START Listed entries

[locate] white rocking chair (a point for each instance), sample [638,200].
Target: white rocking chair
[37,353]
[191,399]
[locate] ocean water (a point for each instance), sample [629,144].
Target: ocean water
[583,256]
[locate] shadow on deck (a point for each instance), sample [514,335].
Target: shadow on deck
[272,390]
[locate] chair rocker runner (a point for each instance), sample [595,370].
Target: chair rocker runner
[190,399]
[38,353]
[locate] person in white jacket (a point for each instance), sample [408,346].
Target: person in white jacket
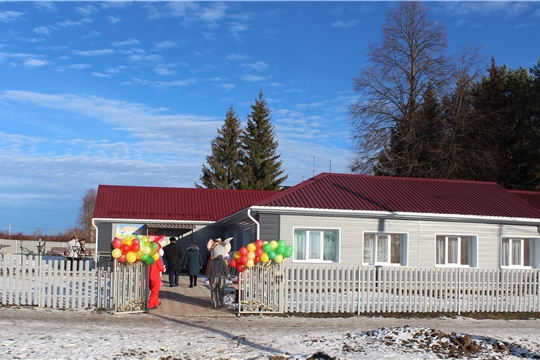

END Listed entries

## Problem
Write out every line of the records above word for word, leaving out the pictures.

## Solved problem
[locate] white rocking chair (a point for each instance), sample [638,200].
Target: white rocking chair
[37,353]
[191,399]
[locate] ocean water (a point for each instance), sample [629,144].
Target: ocean water
[583,256]
[locate] shadow on deck (a point for each instance), sample [514,335].
Target: shadow on deck
[272,390]
[locate] chair rocker runner (a point for each instance), sample [595,370].
Target: chair rocker runner
[190,399]
[38,353]
[locate] person in white jacket (a point for each instance), sample [408,346].
Target: person in white jacket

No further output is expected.